▶ _WHAT THE TASK ASKS_: Please repeat the data in full, character for character.

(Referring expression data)
*** Block opens ***

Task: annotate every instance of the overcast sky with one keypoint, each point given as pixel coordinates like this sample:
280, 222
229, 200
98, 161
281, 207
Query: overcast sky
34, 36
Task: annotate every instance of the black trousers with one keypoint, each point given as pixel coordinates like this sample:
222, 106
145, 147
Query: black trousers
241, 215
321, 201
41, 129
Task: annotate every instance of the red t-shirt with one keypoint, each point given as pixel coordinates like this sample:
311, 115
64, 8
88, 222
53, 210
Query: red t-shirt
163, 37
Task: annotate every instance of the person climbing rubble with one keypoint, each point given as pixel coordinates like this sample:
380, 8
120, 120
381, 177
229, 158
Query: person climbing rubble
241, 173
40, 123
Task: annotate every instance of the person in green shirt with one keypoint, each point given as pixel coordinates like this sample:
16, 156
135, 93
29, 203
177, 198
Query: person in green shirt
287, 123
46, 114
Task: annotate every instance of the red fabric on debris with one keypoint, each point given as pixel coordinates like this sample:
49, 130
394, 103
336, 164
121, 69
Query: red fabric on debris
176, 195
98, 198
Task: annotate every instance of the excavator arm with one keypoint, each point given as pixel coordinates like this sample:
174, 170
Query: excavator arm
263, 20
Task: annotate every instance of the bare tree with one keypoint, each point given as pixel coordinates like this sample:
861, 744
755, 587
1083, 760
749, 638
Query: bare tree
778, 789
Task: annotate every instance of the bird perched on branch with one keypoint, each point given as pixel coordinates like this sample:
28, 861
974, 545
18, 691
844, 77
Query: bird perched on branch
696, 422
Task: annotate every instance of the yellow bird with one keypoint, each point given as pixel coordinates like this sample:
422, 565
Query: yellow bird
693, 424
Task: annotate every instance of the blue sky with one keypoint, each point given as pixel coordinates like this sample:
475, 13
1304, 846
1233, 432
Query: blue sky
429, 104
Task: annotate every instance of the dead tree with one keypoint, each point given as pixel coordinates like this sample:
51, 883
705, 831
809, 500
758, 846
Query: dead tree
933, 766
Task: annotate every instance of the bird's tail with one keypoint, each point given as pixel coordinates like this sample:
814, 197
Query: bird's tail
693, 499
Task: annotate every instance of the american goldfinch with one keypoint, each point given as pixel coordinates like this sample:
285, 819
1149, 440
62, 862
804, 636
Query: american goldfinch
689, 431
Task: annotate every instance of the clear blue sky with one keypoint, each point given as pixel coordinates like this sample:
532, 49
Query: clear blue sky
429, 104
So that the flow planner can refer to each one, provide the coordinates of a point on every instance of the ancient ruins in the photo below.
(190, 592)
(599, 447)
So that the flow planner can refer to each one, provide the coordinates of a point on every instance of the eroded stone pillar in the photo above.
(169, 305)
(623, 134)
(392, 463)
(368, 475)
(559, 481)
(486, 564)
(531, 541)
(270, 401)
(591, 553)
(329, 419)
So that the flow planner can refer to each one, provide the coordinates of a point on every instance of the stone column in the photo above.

*** Block closes ***

▶ _OUTPUT FOR THIS TASK_:
Task: annotate every instance of the overcast sky with one keypoint, each point given as pixel coordinates like this sample:
280, 222
229, 200
98, 161
281, 207
Query: overcast sky
34, 36
Task: annotate every instance of the black trousers with one keypoint, each point given as pixel coordinates like this sample:
222, 106
145, 147
Query: black trousers
241, 215
321, 201
41, 129
Task: annotate every instance of the red t-shirt with one keypoint, each point given as pixel coordinates like this sample:
311, 115
64, 8
88, 222
53, 210
Query: red t-shirt
163, 37
Task: annotate every instance of the person climbing rubble with one keypoint, each point given as pixel coordinates like this sample:
380, 8
120, 120
381, 177
229, 158
Query: person climbing rubble
241, 173
40, 123
Task: annotate every instance of the person in green shirt with one keypoint, each point given as pixel coordinates like this sample:
16, 156
135, 93
29, 203
177, 198
Query: person in green shirt
287, 123
46, 114
Task: annotate every instance of the red fabric on debris with one keypoint, each point given as pixel coordinates like this sample:
49, 130
394, 103
336, 164
121, 69
Query: red fabric on debris
176, 195
98, 198
Task: annotate every instance of the excavator arm with one keypoint, each point given as pixel coordinates like this sample:
174, 170
Query: excavator arm
263, 20
Task: annotate every instance of the bare tree with one keypoint, each point given as pixel coordinates like this sample:
861, 744
755, 587
1083, 760
749, 638
Query: bare tree
778, 789
Task: annotate every instance of the bird perched on branch with one keypoint, each point given as pixel coordinates like this sample:
28, 861
974, 545
18, 691
844, 77
Query: bird perched on branch
696, 422
Task: annotate every instance of the yellow bird with one keypoint, each point given as pixel coordinates like this sample:
422, 565
Query: yellow bird
693, 424
Task: annotate every instance of the blue sky with one keypoint, each point given as pixel coordinates like this sample:
475, 13
1304, 846
1233, 432
Query: blue sky
429, 104
Task: annotate every instance of the dead tree with one keypoint, each point given as pixel coordinates like this sample:
51, 883
705, 831
809, 500
758, 846
Query: dead tree
933, 766
Task: annotate every instance of the bird's tail with one keypoint, each point given as pixel coordinates like this sample:
814, 197
Query: bird's tail
693, 499
Task: annotate every instance of the american goldfinch with one keypoint, each point given as pixel coordinates like this sample:
285, 819
1149, 440
62, 862
804, 636
Query: american goldfinch
689, 431
Task: annotate every instance of the clear blue sky with one keypoint, each point given as pixel coordinates like this sample:
532, 49
Query: clear blue sky
429, 104
So that the flow planner can refer to each one, provide the coordinates of a point on every instance of the ancient ruins in the photo below.
(190, 592)
(599, 447)
So that the flow planner can refer to each one, provide the coordinates of a point on every instance of the eroded stone pillar in the photo above.
(169, 305)
(623, 134)
(392, 463)
(368, 475)
(559, 481)
(486, 564)
(531, 541)
(270, 401)
(591, 553)
(329, 419)
So that the flow planner can refer to each one, provide the coordinates of a point on every instance of the stone column in the photo above.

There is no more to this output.